# Extrait fourni:
#####

Le Juge de l'élection dispose ainsi d'une grande latitude d'appréciation des conséquences qu'il doit tirer des anomalies relevées. Il est conduit principalement à rechercher quelles ont été les incidences effectives de l'irrégularité sur les résultats du scrutin, car, dans ce domaine spécifique, la simple constatation d'une violation ou méconnaissance formelle des textes légaux ne saurait suffire pour justifier nécessairement le prononcé d'une annulation de l'élection ou du jugement y afférent.v

En tout état de cause, la jurisprudence en matière de contentieux électoral a toujours été dominée par le principe dit de l'influence déterminante : En vertu de ce critérium fondamental, le juge de l'élection ne prononce l'annulation d'une élection que si les faits invoqués par le requérant ont eu une incidence directe certaine, une influence suffisante pour fausser le résultat du scrutin.

#####

# Données fournies:
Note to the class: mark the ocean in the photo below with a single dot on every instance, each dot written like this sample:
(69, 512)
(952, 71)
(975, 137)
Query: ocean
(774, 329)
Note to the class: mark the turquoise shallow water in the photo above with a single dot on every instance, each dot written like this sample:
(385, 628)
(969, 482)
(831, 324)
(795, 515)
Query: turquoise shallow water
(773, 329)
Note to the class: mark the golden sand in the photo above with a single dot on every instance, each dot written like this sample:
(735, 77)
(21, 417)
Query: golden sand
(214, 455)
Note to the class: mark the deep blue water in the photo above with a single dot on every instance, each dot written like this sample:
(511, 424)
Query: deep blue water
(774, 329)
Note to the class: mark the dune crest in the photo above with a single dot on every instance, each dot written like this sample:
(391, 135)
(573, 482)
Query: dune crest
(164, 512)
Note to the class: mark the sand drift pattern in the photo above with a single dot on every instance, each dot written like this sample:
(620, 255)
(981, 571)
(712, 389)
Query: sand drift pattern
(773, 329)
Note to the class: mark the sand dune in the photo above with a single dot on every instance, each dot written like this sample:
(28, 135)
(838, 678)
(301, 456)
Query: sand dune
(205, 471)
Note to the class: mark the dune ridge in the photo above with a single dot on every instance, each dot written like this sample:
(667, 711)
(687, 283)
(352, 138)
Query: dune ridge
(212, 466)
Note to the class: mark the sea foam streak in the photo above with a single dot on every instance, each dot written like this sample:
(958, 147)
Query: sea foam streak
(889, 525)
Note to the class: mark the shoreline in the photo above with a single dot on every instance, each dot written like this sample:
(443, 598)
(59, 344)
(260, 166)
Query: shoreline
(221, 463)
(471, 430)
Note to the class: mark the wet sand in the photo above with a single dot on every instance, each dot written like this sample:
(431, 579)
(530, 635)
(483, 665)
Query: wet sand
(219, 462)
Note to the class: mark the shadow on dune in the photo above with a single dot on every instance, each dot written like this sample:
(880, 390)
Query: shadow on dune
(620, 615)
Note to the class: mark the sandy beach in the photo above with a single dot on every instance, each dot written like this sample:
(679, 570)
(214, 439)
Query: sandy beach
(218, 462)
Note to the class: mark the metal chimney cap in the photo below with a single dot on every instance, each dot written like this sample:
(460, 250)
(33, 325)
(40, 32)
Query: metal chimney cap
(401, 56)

#####

# Consigne A:
D'après l'extrait sur le contentieux électoral, quel principe a toujours dominé la jurisprudence dans ce domaine ?
# Consigne B:
En vous appuyant sur l'extrait sur le contentieux électoral, expliquez en une à trois phrases pourquoi le juge de l'élection cherche surtout les effets réels de l'irrégularité sur les résultats du scrutin.

# Réponse A:
Le principe dit de l'influence déterminante.

# Réponse B:
Dans ce domaine, il ne suffit pas de constater une violation ou une méconnaissance formelle des textes légaux pour justifier forcément l'annulation de l'élection ou du jugement qui s'y rapporte. Le juge doit donc regarder quelles ont été les conséquences concrètes de l'irrégularité sur les résultats.